DOCUMENT SEGMENT =
This may be a bit of a misleading title since you will most likely want this on the floor. Still, the NVIDIA DGX Station A100 brings four NVIDIA A100 80GB GPUs to a tower form factor for deployment outside of the data center.
NVIDIA DGX Station A100
Since I know many of our readers will want to just see the specs, here they are:
The basic workstation platform is using a 64-core AMD EPYC CPU. NVIDIA did not specify and since AMD EPYC 7003 “Milan” has been shipping for several weeks, perhaps that is the plan yet is being held up by AMD’s delayed public launch. Otherwise, it is strange not to call out a publicly shipping EPYC CPU. [Update 2020-11-17: NVIDIA confirmed that this is the EPYC 7742 in both the 320GB and 160GB models.]
The “up to 512GB” system memory seems odd as well. Even in an 8-channel configuration, we would expect that using 256GB LRDIMMs with EPYC would give us 2TB of memory maximum. Connectivity is also interesting. We get dual 10Gbase-T. That means we have lower-end networking than NVIDIA-Mellanox 25GbE as a starting point in a system with this level of performance. We also get four Mini-DP ports which we would not expect with the A100’s.

[Dataset entries]
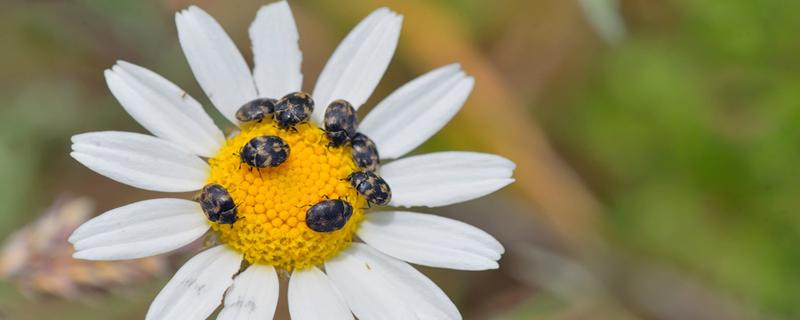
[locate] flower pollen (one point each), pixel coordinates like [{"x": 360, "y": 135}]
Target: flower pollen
[{"x": 272, "y": 202}]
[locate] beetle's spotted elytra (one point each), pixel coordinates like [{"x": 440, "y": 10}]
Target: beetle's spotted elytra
[
  {"x": 256, "y": 110},
  {"x": 217, "y": 204},
  {"x": 340, "y": 122},
  {"x": 371, "y": 186},
  {"x": 264, "y": 152},
  {"x": 328, "y": 215},
  {"x": 292, "y": 109},
  {"x": 365, "y": 153}
]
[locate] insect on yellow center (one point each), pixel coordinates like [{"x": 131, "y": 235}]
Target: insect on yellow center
[{"x": 272, "y": 202}]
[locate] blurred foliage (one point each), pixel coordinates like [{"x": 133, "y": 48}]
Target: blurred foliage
[
  {"x": 688, "y": 130},
  {"x": 692, "y": 133}
]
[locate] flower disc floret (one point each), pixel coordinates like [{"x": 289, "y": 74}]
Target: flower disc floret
[{"x": 272, "y": 202}]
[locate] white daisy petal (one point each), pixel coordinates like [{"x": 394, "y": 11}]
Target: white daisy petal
[
  {"x": 357, "y": 65},
  {"x": 164, "y": 109},
  {"x": 312, "y": 296},
  {"x": 276, "y": 53},
  {"x": 417, "y": 110},
  {"x": 254, "y": 295},
  {"x": 381, "y": 287},
  {"x": 140, "y": 229},
  {"x": 444, "y": 178},
  {"x": 140, "y": 160},
  {"x": 216, "y": 63},
  {"x": 197, "y": 288},
  {"x": 367, "y": 292},
  {"x": 430, "y": 240}
]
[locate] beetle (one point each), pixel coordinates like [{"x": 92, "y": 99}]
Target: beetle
[
  {"x": 364, "y": 152},
  {"x": 328, "y": 215},
  {"x": 256, "y": 110},
  {"x": 293, "y": 108},
  {"x": 340, "y": 122},
  {"x": 371, "y": 186},
  {"x": 217, "y": 204},
  {"x": 264, "y": 151}
]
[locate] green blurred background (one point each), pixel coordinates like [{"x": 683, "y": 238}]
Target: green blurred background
[{"x": 657, "y": 169}]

WHAT YOU ARE ASKED TO DO =
Return the full DGX Station A100 article word for word, with nothing left out or changed.

RESPONSE TO THIS TASK =
This may be a bit of a misleading title since you will most likely want this on the floor. Still, the NVIDIA DGX Station A100 brings four NVIDIA A100 80GB GPUs to a tower form factor for deployment outside of the data center.
NVIDIA DGX Station A100
Since I know many of our readers will want to just see the specs, here they are:
The basic workstation platform is using a 64-core AMD EPYC CPU. NVIDIA did not specify and since AMD EPYC 7003 “Milan” has been shipping for several weeks, perhaps that is the plan yet is being held up by AMD’s delayed public launch. Otherwise, it is strange not to call out a publicly shipping EPYC CPU. [Update 2020-11-17: NVIDIA confirmed that this is the EPYC 7742 in both the 320GB and 160GB models.]
The “up to 512GB” system memory seems odd as well. Even in an 8-channel configuration, we would expect that using 256GB LRDIMMs with EPYC would give us 2TB of memory maximum. Connectivity is also interesting. We get dual 10Gbase-T. That means we have lower-end networking than NVIDIA-Mellanox 25GbE as a starting point in a system with this level of performance. We also get four Mini-DP ports which we would not expect with the A100’s.